__Passage to read__:
Select Columns

This lesson introduces tools to remove unnecessary columns from the data set. Or, positively stated, we learn how to specify the columns we need for a particular analysis.

Summary

In this lesson, you'll learn:

How we can select or remove columns with the select function.
What the function starts_with, ends_with, contains, and matches can do to help to pick columns by name patterns.
How regular expressions make it easy to create complex patterns.
That we can select columns by their data type or index in the tibble.
How we can use lists to select sets of columns that we require on a regular basis.
How we can make a selection by excluding columns.

You can find all the code examples from this lesson in a single script in the WordLens GitHub repository.

The `select` command

The function select() is the designated tool to select columns with dplyr. By passing different things to the function, we can efficiently define the set of columns in the resulting data frame.

By Name

The intuitive way to select the columns we need is by listing their names. We can pass one or more column names to the select function. In the case of two or more, we use commas to separate the names:

tweets |> 
  select(screen_name, text) |>
  colnames()
  
# [1] "screen_name" "text"

__Problem set__:
A) For each statement, answer yes or no according to the lesson on selecting columns, and quote the words from it that decide the answer. (i) Columns can be picked by their data type. (ii) The select() function is the dplyr tool for choosing columns. (iii) Two or more column names passed to select() are separated with semicolons.
B) Resume the lesson on selecting columns after its final line of code output.
The data that comes next is separate from the lesson on selecting columns.

__Listing__:

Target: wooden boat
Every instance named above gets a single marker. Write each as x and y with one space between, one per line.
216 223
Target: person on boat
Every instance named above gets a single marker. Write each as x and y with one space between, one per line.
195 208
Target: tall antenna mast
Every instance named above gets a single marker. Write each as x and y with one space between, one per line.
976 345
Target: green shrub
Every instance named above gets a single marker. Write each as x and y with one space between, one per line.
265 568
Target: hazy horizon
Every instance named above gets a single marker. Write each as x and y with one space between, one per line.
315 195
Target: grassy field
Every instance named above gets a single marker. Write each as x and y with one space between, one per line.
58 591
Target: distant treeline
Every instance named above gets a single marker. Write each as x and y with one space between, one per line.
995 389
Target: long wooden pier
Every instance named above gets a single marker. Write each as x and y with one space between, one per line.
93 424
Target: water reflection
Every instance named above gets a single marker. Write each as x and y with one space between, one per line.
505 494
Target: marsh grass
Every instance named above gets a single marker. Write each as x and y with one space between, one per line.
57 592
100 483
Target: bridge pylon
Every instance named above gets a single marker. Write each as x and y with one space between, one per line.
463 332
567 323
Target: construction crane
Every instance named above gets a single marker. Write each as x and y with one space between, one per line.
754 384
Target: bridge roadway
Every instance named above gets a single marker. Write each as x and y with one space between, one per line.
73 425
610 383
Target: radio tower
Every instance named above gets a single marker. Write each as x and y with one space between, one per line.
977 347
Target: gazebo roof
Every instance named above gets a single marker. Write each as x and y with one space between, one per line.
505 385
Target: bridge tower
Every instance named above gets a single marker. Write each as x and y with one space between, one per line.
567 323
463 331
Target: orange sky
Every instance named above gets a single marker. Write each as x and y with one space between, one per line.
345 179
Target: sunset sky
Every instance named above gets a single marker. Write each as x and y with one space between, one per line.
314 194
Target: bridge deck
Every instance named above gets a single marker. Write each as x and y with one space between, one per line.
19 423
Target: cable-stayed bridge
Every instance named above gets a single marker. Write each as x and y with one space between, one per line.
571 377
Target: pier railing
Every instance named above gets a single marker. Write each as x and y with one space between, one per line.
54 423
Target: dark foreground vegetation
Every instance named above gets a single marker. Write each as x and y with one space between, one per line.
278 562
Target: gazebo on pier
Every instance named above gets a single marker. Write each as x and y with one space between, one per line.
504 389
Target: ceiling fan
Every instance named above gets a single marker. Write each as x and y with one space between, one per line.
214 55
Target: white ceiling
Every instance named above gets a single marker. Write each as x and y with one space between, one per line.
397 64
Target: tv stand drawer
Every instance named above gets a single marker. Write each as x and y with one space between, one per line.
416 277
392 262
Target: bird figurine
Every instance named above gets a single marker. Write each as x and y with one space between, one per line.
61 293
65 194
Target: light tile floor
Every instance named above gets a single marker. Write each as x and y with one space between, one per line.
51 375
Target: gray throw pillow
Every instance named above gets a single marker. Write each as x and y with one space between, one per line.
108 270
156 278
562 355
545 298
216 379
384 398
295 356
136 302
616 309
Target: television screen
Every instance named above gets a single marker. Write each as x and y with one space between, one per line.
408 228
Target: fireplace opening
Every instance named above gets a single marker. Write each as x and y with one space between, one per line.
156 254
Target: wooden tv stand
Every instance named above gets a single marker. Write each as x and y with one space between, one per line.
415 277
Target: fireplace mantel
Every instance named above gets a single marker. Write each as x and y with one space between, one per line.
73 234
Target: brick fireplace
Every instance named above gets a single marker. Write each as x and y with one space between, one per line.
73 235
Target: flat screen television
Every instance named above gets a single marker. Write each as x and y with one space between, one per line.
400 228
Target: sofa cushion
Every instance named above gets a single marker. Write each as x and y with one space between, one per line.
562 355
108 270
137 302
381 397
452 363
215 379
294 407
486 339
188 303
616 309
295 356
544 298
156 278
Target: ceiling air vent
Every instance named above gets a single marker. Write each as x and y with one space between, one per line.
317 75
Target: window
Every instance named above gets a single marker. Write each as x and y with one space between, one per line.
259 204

__Answers for the tasks__:
A)
(i) Yes: "That we can select columns by their data type or index in the tibble."
(ii) Yes: "The function select() is the designated tool to select columns with dplyr."
(iii) No: "In the case of two or more, we use commas to separate the names"

B)
By Column Name Pattern

Names Starting with a String

Occasionally, R we want to select columns based on a pattern of their names. Take the tweets data set as an example. Here, the variables that indicate if a tweet is a quote or a retweet have the prefix is_. We leverage this with the helper function starts_with:

tweets |> 
  select(starts_with("is_")) |>
  colnames()

# [1] "screen_name" "text"

Names Ending with a String

Similar to start_with, the function ends_with looks for a string at the end of a column name. For example, all columns that contain numerical information about a tweet, such as the number of retweets, end with the suffix _count. We can take advantage of that in case we wish to select all these columns efficiently:

tweets |> 
  select(ends_with("_count")) |>
  colnames()
  
# [1] "retweet_count"  "favorite_count" "quote_count"    "reply_count"

Names with a String Anywhere

To complete the picture, we can also search for a string somewhere in a column name. The contains function does exactly that:

tweets |> 
  select(contains("screen")) |>
  colnames()

# [1] "screen_name"             "in_reply_to_screen_name"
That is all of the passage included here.